TEXT:
>>>>>

Population (2026-01-01)
- • Total: 1,906
- • Density: 50.24/km^{2} (130.1/sq mi)
- Time zone: UTC+1 (CET)
- • Summer (DST): UTC+2 (CEST)
- Postal codes: 266 01, 267 07
- Website: www.chynava.cz

= Chyňava =

Chyňava is a municipality and village in Beroun District in the Central Bohemian Region of the Czech Republic. It has about 1,900 inhabitants.

==Administrative division==
Chyňava consists of five municipal parts (in brackets population according to the 2021 census):

- Chyňava (1,300)
- Lhotka u Berouna (75)
- Libečov (130)
- Malé Přílepy (344)
- Podkozí (73)

==Etymology==
The origin of the name Chyňava is uncertain. It could be derived from the Slavic verb chyniti ('to deceive', 'to pretend'). Chyňava could have been the surname of the first settler.

==Geography==
Chyňava is located about 7 km north of Beroun and 17 km west of Prague. It lies in the Křivoklát Highlands. The highest point is the hill Pelechovka at 471 m above sea level. The Loděnice River flows along the northern municipal border.

<<<<<

WORK INSTRUCTIONS:
**a)** In the article on Chyňava, which hill is the highest point?
**b)** Pick up the article on Chyňava after its final sentence and continue writing it.

Pointing data for referring expressions:
>>>>>

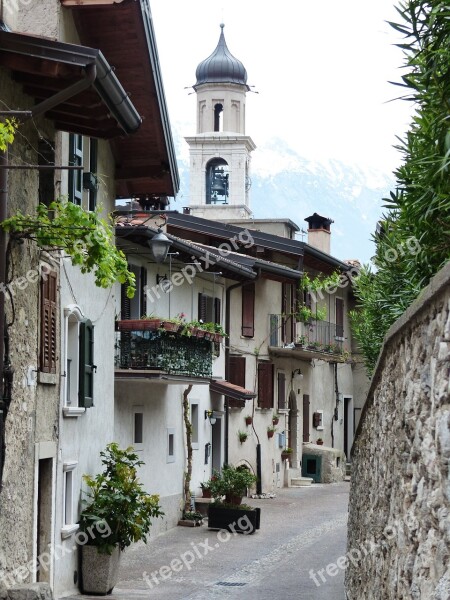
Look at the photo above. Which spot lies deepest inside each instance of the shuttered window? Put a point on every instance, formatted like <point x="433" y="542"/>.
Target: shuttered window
<point x="265" y="385"/>
<point x="202" y="307"/>
<point x="339" y="317"/>
<point x="86" y="365"/>
<point x="48" y="322"/>
<point x="236" y="375"/>
<point x="281" y="390"/>
<point x="248" y="310"/>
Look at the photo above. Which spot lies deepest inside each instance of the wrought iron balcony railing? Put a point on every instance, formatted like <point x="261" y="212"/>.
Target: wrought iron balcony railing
<point x="160" y="350"/>
<point x="317" y="335"/>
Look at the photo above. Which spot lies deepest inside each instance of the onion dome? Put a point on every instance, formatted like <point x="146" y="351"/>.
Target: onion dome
<point x="221" y="66"/>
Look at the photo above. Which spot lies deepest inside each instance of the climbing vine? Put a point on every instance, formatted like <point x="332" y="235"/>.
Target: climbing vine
<point x="85" y="236"/>
<point x="7" y="131"/>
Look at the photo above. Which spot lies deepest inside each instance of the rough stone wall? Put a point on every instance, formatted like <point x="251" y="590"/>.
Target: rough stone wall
<point x="399" y="524"/>
<point x="32" y="416"/>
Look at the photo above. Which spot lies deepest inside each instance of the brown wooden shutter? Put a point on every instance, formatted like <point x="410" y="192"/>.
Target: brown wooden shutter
<point x="281" y="390"/>
<point x="248" y="310"/>
<point x="236" y="375"/>
<point x="339" y="317"/>
<point x="265" y="385"/>
<point x="217" y="311"/>
<point x="202" y="307"/>
<point x="48" y="322"/>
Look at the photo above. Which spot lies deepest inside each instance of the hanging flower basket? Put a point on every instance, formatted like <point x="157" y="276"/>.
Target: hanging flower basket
<point x="138" y="325"/>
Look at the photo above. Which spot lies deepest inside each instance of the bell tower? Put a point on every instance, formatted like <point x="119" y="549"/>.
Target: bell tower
<point x="220" y="150"/>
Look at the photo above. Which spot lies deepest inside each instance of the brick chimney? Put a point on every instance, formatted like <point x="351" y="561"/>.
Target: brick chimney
<point x="319" y="232"/>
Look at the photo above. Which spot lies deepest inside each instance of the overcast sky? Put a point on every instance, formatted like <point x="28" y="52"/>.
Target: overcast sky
<point x="321" y="70"/>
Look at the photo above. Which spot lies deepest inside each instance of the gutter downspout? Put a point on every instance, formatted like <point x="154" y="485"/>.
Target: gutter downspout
<point x="3" y="214"/>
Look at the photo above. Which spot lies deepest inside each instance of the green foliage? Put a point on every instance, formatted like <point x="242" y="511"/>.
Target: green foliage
<point x="7" y="131"/>
<point x="414" y="239"/>
<point x="233" y="481"/>
<point x="84" y="236"/>
<point x="117" y="502"/>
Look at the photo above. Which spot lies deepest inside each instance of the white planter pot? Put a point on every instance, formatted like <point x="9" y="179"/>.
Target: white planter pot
<point x="100" y="572"/>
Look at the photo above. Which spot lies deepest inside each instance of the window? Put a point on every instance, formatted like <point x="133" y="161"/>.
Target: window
<point x="218" y="117"/>
<point x="138" y="427"/>
<point x="79" y="365"/>
<point x="339" y="318"/>
<point x="48" y="321"/>
<point x="68" y="525"/>
<point x="194" y="423"/>
<point x="170" y="445"/>
<point x="265" y="384"/>
<point x="281" y="391"/>
<point x="248" y="310"/>
<point x="76" y="176"/>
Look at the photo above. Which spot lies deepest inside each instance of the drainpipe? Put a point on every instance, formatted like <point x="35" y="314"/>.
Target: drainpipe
<point x="3" y="215"/>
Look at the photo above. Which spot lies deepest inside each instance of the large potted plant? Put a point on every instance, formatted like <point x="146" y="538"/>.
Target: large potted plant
<point x="227" y="512"/>
<point x="117" y="513"/>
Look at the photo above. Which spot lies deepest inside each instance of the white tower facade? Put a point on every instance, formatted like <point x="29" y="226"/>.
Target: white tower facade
<point x="220" y="151"/>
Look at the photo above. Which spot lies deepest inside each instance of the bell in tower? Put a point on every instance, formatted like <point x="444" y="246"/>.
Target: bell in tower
<point x="220" y="150"/>
<point x="217" y="182"/>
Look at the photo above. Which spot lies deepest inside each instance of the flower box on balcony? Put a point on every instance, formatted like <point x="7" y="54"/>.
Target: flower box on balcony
<point x="138" y="325"/>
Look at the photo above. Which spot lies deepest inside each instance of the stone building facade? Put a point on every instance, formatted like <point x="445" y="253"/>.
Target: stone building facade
<point x="399" y="526"/>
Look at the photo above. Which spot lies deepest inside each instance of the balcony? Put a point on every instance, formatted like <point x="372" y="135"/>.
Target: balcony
<point x="163" y="352"/>
<point x="318" y="339"/>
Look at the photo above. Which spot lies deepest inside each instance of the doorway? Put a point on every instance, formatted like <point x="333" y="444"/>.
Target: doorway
<point x="44" y="517"/>
<point x="348" y="426"/>
<point x="305" y="418"/>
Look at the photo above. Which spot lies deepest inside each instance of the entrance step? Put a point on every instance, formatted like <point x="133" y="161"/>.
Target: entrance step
<point x="301" y="481"/>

<<<<<

ANSWERS PROVIDED:
**a)** Pelechovka, at 471 m above sea level.

**b)**
==History==
The first written mention of Chyňava is from 1341. From 1357 to 1585, the village was part of the Karlštejn estate and shared its owners and destiny. During the Hussite Wars, Chyňava suffered and the population decreased. From 1585, Chyňava belonged to the Křivoklát estate. During the Thirty Years' War, Chyňava was heavily damaged and the population decreased significantly again, but the village slowly recovered.

==Transport==
There are no railways or major roads passing through the municipality.

==Sights==
The main landmark of Chyňava is the Church of Saint Procopius. It was originally a medieval church, which was rebuilt in the Baroque style in 1779–1782 and then in the neo-Baroque style in 1914.